Retype the material word for word.

## Lines of data

>> Start

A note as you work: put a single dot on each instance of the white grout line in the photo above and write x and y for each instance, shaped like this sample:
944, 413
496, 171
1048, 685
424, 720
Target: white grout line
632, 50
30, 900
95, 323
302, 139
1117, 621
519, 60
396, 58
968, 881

>> End

## Answer to this problem
A note as you work: put a single dot on each instance of the white grout line in the photo above and write x and y for each instance, shaped like this sample:
944, 413
496, 171
1048, 685
424, 720
Target: white grout line
632, 50
30, 900
95, 323
302, 139
1117, 621
519, 60
396, 58
968, 881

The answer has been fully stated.